◆ **Data excerpts**

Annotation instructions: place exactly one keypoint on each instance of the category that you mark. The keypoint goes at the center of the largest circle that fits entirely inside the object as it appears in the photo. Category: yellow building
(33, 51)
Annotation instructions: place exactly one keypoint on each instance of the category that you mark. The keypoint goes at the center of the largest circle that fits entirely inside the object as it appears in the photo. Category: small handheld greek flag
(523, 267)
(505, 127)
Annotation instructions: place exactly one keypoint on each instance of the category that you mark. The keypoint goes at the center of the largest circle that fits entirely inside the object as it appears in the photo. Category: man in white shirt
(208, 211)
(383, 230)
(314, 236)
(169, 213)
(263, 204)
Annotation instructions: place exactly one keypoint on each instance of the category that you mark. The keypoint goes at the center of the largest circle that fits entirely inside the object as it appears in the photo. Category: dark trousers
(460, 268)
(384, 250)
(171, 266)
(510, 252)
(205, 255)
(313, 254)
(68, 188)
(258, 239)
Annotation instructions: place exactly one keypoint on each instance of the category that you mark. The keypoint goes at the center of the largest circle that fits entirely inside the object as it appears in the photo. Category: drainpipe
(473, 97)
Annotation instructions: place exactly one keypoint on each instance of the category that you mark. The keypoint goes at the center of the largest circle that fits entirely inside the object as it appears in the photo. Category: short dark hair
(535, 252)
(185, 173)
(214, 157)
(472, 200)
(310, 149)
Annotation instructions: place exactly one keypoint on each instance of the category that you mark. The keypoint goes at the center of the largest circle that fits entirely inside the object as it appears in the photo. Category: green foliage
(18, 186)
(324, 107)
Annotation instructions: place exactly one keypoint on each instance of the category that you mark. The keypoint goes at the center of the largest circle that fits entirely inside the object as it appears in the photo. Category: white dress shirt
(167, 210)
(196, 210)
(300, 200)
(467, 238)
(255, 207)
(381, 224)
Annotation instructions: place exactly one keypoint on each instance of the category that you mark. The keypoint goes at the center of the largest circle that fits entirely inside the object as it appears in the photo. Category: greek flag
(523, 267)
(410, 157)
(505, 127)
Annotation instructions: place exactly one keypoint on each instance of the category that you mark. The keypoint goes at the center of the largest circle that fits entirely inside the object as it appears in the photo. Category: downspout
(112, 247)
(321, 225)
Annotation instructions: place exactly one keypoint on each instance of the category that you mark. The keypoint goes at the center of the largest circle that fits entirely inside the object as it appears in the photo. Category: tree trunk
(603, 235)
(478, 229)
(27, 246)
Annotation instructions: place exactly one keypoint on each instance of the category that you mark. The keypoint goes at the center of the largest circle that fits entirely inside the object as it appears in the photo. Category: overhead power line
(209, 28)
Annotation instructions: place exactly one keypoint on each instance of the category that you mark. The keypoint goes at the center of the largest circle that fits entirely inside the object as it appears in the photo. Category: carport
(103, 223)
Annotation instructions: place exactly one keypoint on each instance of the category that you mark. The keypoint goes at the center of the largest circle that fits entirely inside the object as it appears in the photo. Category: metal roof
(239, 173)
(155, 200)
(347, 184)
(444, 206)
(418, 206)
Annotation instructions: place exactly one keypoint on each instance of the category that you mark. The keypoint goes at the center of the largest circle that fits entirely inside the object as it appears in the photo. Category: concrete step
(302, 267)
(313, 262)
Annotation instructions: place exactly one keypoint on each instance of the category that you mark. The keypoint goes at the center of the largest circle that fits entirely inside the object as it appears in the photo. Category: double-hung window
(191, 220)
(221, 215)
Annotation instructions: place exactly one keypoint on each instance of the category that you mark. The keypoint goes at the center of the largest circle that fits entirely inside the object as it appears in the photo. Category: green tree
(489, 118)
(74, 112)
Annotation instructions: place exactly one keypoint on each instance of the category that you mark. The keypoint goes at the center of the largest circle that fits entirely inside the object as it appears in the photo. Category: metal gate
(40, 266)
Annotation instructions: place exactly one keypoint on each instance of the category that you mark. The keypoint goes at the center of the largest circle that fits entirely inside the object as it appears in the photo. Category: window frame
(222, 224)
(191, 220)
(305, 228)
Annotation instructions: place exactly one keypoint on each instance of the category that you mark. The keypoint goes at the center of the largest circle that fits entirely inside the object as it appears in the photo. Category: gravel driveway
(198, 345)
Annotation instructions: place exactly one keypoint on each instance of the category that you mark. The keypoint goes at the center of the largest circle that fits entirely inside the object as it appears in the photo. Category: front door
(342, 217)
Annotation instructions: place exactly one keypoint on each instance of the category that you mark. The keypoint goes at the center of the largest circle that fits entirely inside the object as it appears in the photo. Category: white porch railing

◆ **Written problem**
Could you update all the items so that every "keypoint" becomes "marker", with nothing else changed?

◆ **Output of the exercise**
Annotation instructions: place exactly one marker on each instance of the category that you mark. The marker goes at the center of the largest circle that fits entirely inside the object as it appears in the photo. Category: yellow building
(33, 51)
Annotation instructions: place exactly one marker on each instance of the category that you mark. The marker goes at the center of the largest circle that fits entirely inside the object as it appears in the photo. Category: small handheld greek flag
(523, 267)
(505, 127)
Annotation instructions: place exactly one marker on each instance of the category that you mark. The marker goes at the center of the largest circle that fits entirely inside the object as it appears in the photo. Category: man in white shirt
(208, 211)
(383, 230)
(314, 236)
(169, 213)
(263, 204)
Annotation instructions: place exactly one marker on each instance of the category that you mark. The marker goes at the center of the largest circle that fits entirely inside the object as it appears in the photo. Category: dark trousers
(460, 268)
(384, 250)
(171, 266)
(510, 252)
(205, 255)
(313, 254)
(68, 188)
(258, 239)
Annotation instructions: place exactly one marker on each instance of the category that you mark. The marker goes at the center of the largest circle that fits entirely inside the object as it appears in the photo. Category: drainpipe
(473, 97)
Annotation instructions: place exactly one marker on each instance of the category that you mark. The marker goes at the center of the largest circle that fits entirely inside the object as it appears in the photo. Category: short dark hair
(535, 252)
(185, 173)
(214, 157)
(472, 200)
(310, 149)
Annotation instructions: place exactly one marker on each instance of the category that you mark. The marker goes at the center of the largest circle that fits entirely inside the object as it appears in the photo. Category: green foliage
(18, 186)
(324, 107)
Annotation instructions: place exactly one marker on each instance of the category that you mark. The marker goes at the center of the largest circle that fits entirely inside the object as it appears in the photo. Category: white dress shirt
(167, 210)
(196, 210)
(300, 200)
(467, 238)
(255, 207)
(381, 224)
Annotation instructions: place exactly one marker on each instance of the category that you mark. The marker goes at the center of the largest circle that fits entirely inside the object as it appears in the photo. Category: greek flag
(523, 267)
(410, 157)
(505, 127)
Annotation instructions: place exactly one marker on each instance of the category that you mark. The marker goes at the center of the largest circle that fits entirely inside the object as it appears in the photo. Category: downspout
(112, 247)
(321, 225)
Annotation instructions: place exactly one marker on each instance of the category that you mark. The marker goes at the center of the largest circle that fits entirely inside the object as it appears in the photo. Category: tree trunk
(603, 235)
(478, 229)
(27, 246)
Annotation instructions: place exactly one marker on each instance of the category that you mark. The marker goes at the center of the largest circle that fits entirely inside the object as it appears in the photo. Category: overhead power line
(209, 28)
Annotation instructions: place exactly one marker on each instance of the category that you mark. The marker goes at the center of the largest circle that fits entirely inside the object as it appears in the photo. Category: carport
(103, 223)
Annotation instructions: place exactly one marker on each instance of the category that you mark. The marker goes at the center of the largest circle that fits entirely inside the object as it appears in the photo. Category: metal roof
(239, 173)
(155, 200)
(347, 184)
(444, 206)
(418, 206)
Annotation instructions: place exactly one marker on each instance of the category that you mark. The marker goes at the center of the largest circle that fits entirely inside the object as it appears in the photo. Category: concrete step
(302, 267)
(313, 262)
Annotation instructions: place exactly one marker on each instance of the category that you mark. The marker goes at the center of the largest circle that fits entirely inside the object as it appears in the photo. Category: double-hung window
(191, 220)
(221, 215)
Annotation instructions: place exactly one marker on each instance of the category that you mark. The marker goes at the center of the largest circle that fits entirely inside the object as it appears in the photo. Category: green tree
(489, 118)
(74, 112)
Annotation instructions: place exactly one marker on each instance of the category that you mark. The marker goes at the center of the largest circle that fits entirely inside the object as it appears in the photo. Category: metal gate
(40, 266)
Annotation instructions: place exactly one marker on each instance of the category that you mark. The marker goes at the center of the largest circle that fits entirely inside the object as it appears in the photo. Category: window frame
(222, 224)
(191, 220)
(305, 228)
Annotation instructions: place exactly one marker on each instance of the category that you mark. The marker goes at the center of the largest circle that fits entirely inside the object as it appears in the photo. Category: gravel driveway
(198, 345)
Annotation instructions: place exactly one marker on each instance of the category that you mark. The marker goes at the center of the largest circle that fits entirely inside the object as it appears in the photo. Category: front door
(342, 217)
Annotation instructions: place exactly one marker on each instance of the category that you mark. The marker goes at the center of the largest circle that fits entirely inside the object as it appears in the photo. Category: white porch railing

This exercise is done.